### WHAT IS REQUIRED
Type out all the records once more, exactly.

:: RECORDS FOR THE EXERCISE

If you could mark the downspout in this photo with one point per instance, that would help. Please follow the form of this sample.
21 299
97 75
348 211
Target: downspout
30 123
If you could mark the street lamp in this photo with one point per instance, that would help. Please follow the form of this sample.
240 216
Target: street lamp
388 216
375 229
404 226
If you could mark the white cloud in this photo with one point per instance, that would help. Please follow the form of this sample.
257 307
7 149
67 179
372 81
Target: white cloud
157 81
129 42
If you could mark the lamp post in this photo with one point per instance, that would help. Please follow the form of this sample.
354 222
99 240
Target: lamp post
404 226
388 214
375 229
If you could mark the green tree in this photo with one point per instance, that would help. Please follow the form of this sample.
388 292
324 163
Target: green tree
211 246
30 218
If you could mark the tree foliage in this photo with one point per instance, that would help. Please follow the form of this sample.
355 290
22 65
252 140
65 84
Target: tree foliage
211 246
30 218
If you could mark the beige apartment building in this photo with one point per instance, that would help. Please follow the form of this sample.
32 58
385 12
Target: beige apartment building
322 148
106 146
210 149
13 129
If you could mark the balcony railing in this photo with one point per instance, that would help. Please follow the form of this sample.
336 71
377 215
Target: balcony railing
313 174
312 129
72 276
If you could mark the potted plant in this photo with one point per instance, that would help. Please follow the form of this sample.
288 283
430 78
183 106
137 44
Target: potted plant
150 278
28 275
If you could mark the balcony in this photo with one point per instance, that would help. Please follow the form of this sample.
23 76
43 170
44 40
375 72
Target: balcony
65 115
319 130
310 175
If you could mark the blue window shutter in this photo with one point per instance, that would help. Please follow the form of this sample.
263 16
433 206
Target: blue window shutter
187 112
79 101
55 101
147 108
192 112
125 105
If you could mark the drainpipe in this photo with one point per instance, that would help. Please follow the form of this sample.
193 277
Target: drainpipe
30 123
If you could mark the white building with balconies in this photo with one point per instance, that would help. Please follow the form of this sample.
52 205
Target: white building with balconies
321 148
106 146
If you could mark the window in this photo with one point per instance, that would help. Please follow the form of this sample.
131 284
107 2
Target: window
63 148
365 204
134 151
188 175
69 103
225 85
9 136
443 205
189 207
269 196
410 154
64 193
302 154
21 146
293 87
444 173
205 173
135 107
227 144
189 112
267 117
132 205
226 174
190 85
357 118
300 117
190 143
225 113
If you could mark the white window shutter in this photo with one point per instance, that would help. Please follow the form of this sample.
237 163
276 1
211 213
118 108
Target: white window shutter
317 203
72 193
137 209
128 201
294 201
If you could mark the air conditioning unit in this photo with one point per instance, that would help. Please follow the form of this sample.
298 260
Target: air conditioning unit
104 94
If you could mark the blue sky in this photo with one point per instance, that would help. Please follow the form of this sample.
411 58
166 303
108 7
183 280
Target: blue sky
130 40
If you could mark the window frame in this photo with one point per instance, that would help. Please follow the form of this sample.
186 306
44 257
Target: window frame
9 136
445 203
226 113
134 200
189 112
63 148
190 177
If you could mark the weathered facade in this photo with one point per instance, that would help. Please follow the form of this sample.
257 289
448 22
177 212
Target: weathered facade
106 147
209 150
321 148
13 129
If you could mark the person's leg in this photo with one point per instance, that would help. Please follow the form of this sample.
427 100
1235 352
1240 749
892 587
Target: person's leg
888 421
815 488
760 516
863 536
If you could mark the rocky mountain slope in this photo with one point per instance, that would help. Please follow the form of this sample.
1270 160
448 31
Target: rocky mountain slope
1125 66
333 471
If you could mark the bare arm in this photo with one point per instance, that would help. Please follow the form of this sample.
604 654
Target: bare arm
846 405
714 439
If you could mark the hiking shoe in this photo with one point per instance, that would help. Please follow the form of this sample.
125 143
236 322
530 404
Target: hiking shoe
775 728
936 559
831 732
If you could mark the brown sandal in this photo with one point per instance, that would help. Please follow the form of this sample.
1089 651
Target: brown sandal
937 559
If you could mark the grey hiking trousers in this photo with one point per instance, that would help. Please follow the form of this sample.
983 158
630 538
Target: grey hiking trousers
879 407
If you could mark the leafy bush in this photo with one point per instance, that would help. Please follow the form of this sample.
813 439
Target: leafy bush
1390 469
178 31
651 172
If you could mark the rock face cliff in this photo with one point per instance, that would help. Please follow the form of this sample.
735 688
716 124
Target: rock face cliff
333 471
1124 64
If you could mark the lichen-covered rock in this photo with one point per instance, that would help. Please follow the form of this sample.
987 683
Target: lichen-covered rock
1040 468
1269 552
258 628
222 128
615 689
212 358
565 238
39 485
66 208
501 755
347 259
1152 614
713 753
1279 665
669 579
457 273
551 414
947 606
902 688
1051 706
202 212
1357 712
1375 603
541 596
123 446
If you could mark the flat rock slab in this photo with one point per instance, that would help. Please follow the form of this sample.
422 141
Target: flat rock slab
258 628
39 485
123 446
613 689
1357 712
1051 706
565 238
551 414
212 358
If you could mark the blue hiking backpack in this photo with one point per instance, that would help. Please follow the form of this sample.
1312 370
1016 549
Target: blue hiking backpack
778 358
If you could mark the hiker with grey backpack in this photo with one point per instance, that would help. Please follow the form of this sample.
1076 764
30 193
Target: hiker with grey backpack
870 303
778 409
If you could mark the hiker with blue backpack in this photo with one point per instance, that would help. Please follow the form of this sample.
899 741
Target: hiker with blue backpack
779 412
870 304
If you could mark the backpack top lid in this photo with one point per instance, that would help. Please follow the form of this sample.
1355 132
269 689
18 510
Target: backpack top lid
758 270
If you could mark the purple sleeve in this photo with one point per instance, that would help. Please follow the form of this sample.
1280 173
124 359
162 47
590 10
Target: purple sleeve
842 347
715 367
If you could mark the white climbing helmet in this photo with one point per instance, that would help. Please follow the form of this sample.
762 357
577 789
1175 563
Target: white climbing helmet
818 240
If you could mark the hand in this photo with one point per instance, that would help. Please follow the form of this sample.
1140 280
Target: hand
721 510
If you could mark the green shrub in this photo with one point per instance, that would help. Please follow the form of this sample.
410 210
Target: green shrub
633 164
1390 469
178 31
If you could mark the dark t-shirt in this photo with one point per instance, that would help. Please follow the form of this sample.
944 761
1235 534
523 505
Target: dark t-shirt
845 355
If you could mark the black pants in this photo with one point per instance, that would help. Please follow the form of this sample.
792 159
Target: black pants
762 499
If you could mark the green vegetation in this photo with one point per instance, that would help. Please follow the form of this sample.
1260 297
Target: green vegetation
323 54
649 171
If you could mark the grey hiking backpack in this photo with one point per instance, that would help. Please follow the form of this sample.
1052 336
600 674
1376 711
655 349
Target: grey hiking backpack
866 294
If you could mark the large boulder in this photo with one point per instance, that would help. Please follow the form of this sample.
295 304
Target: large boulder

::::

### SOLUTION TO THE PROBLEM
If you could mark the downspout in this photo with one point per instance, that would help. Please follow the form of this sample.
21 299
97 75
348 211
Target: downspout
30 123
If you could mark the street lamp in this photo with one point per instance, that would help. Please follow the form of this sample.
240 216
Target: street lamp
388 216
375 229
404 226
If you could mark the white cloud in this photo with one point per instance, that would help. Please follow the form of this sample.
257 307
7 149
67 179
372 81
Target: white cloud
157 81
129 42
If you could mark the lamp post in this photo with one point per instance, that would help. Please follow the form of this sample.
354 222
99 240
Target: lamp post
404 226
388 214
375 229
If you could mark the green tree in this photo with one point per instance, that would help. Please follow the form of this sample.
388 292
324 163
Target: green tree
211 246
30 218
If you could mark the tree foliage in this photo with one point per instance, that would help. Please follow the form of this sample.
355 290
22 65
252 140
65 84
Target: tree foliage
211 246
30 218
If you could mark the beige apartment building in this photo with one point per instance, that would help. Please follow the form of this sample.
32 58
385 12
Target: beige apartment building
322 148
106 146
210 149
13 129
If you could mark the balcony railing in this photo with one point per instance, that would help. Please follow the form of this sample.
336 71
377 215
Target: balcony railing
313 174
312 129
72 276
If you could mark the potted plant in this photo with one point per instance, that would help. Please follow the form of this sample.
288 283
430 78
183 106
137 44
Target: potted plant
150 278
28 275
If you could mark the balcony in this photo with one point per instance, that would help. Please follow the form of this sample.
23 76
43 170
44 40
375 72
Target: balcony
65 115
319 130
310 175
If you could mark the blue window shutter in this photo with one point per instance, that would help. Please follow the form of this sample.
263 16
433 206
Target: blue window shutter
187 112
79 101
55 101
147 108
192 112
125 105
If you could mark the drainpipe in this photo with one point per instance, that would help. Please follow the form of this sample.
193 277
Target: drainpipe
30 123
If you could mark the white building with balconies in this photo with one point per instance, that would help. Please follow the form of this sample.
52 205
Target: white building with balconies
321 148
106 146
If you could mark the window in this photo with one point per instance, that would help. Please follow the form of this sample.
131 284
107 2
Target: window
63 148
365 204
134 151
188 175
69 103
225 85
9 136
443 205
189 207
269 196
410 154
64 193
302 154
21 146
293 87
444 173
205 173
135 107
227 144
189 112
267 117
132 205
226 174
190 85
357 118
300 117
190 143
225 113
If you could mark the white window shutter in this photo with one point per instance, that would help. Please follow the form of this sample.
237 163
276 1
211 213
118 108
Target: white window shutter
317 203
72 193
137 209
128 201
294 201
If you could mark the air conditioning unit in this photo with one point per instance, that would help. Please follow the form of this sample.
298 260
Target: air conditioning unit
104 94
If you could mark the blue sky in this photo with one point per instance, that would help. Please follow the form of this sample.
411 58
166 303
108 7
183 280
Target: blue sky
130 40
If you could mark the window frame in this photo with one point per instance, that would help. Please follow the form of this sample.
186 306
44 257
Target: window frame
9 136
445 203
226 113
134 200
189 112
63 148
190 177
If you could mark the weathered facade in this photo with one point per instance, that would help. Please follow the form of this sample.
257 289
448 22
177 212
Target: weathered facade
106 147
209 150
321 148
13 129
If you could mark the person's leg in this photo with one point per instance, that would help. Please follow the form of this sample.
427 100
1235 352
1240 749
892 587
Target: person's leg
888 421
815 488
760 516
863 536
If you could mark the rocky mountain slope in this photo with one point per instance, that would help. Please follow the form of this sample.
1270 160
448 31
Target: rocky mountain slope
1125 66
333 471
If you could mark the bare arm in this photo with one point per instance, that would help. Please follow the form of this sample.
604 654
Target: bare arm
846 405
714 439
If you could mark the hiking shoe in this photo with one point per instance, that would help. Please follow the form of this sample.
125 143
236 322
530 404
Target: hiking shoe
775 728
936 559
831 732
If you could mark the brown sandal in this photo with one point per instance, that would help. Please follow the form of this sample.
1089 651
Target: brown sandal
937 559
If you could mark the grey hiking trousers in this photo with one point per instance, that would help. Please follow the form of this sample.
983 158
630 538
Target: grey hiking trousers
879 407
If you could mark the leafy bush in this photo with one point per instance, that would help. Please follow the form of this sample.
813 439
Target: leafy bush
1390 469
178 31
651 172
If you could mark the rock face cliff in this photo with one point per instance, that would help. Please follow the form of this sample.
735 688
716 124
Target: rock face cliff
333 471
1124 64
If you could mark the lichen-covered rock in this photo with one point per instance, that would help. Please follow the form of this sample.
987 683
Target: lichen-covered rock
1040 468
1269 552
258 628
222 128
615 689
212 358
565 238
39 485
66 208
501 755
347 259
1152 614
713 753
1279 665
669 579
457 273
551 414
947 606
902 688
1051 706
202 212
1357 712
1375 603
541 596
123 446
If you could mark the flat rock slab in this photo with one point per instance, that would help. Please follow the form of this sample.
422 141
Target: flat rock slab
258 628
39 485
123 446
613 689
1357 712
1051 706
565 238
551 414
212 358
If you could mark the blue hiking backpack in this photo with one point per instance, that would help. Please follow the form of this sample.
1312 370
1016 549
Target: blue hiking backpack
778 358
If you could mark the hiker with grey backpack in this photo with one point per instance, that would help. Please follow the form of this sample.
1076 764
30 193
Target: hiker with grey backpack
870 303
778 409
If you could mark the hiker with blue backpack in this photo with one point per instance, that would help. Please follow the form of this sample.
899 741
Target: hiker with blue backpack
779 412
870 304
If you could mark the backpack top lid in this photo with one point per instance, that would help. Please follow the form of this sample.
1355 132
269 689
18 510
Target: backpack top lid
758 270
If you could mark the purple sleeve in this photo with one point per instance, that would help. Please follow the form of this sample.
1280 173
124 359
162 47
590 10
Target: purple sleeve
842 347
715 367
If you could mark the white climbing helmet in this photo with one point per instance, that would help. Please follow the form of this sample.
762 357
577 789
1175 563
Target: white climbing helmet
818 240
If you could mark the hand in this photo with one point per instance, that would help. Please follow the form of this sample.
1140 280
Target: hand
721 510
If you could mark the green shrub in this photo with one point per instance, that would help. Please follow the form of this sample.
410 210
Target: green shrub
633 164
1390 469
178 31
If you could mark the dark t-shirt in this photo with one point per instance, that would help. Please follow the form of this sample.
944 761
1235 534
523 505
Target: dark t-shirt
845 355
If you could mark the black pants in this photo with one point per instance, that would help. Please follow the form of this sample.
792 159
Target: black pants
762 499
If you could mark the green vegetation in this photo with one point per instance, that would help. Please follow the form of this sample.
1260 297
Target: green vegetation
323 54
649 171
If you could mark the grey hiking backpack in this photo with one point per instance, that would help. Please follow the form of this sample.
1052 336
600 674
1376 711
655 349
Target: grey hiking backpack
866 294
If you could mark the large boulder in this photo with one point per instance, that would help. Please follow the form of this sample.
295 304
Target: large boulder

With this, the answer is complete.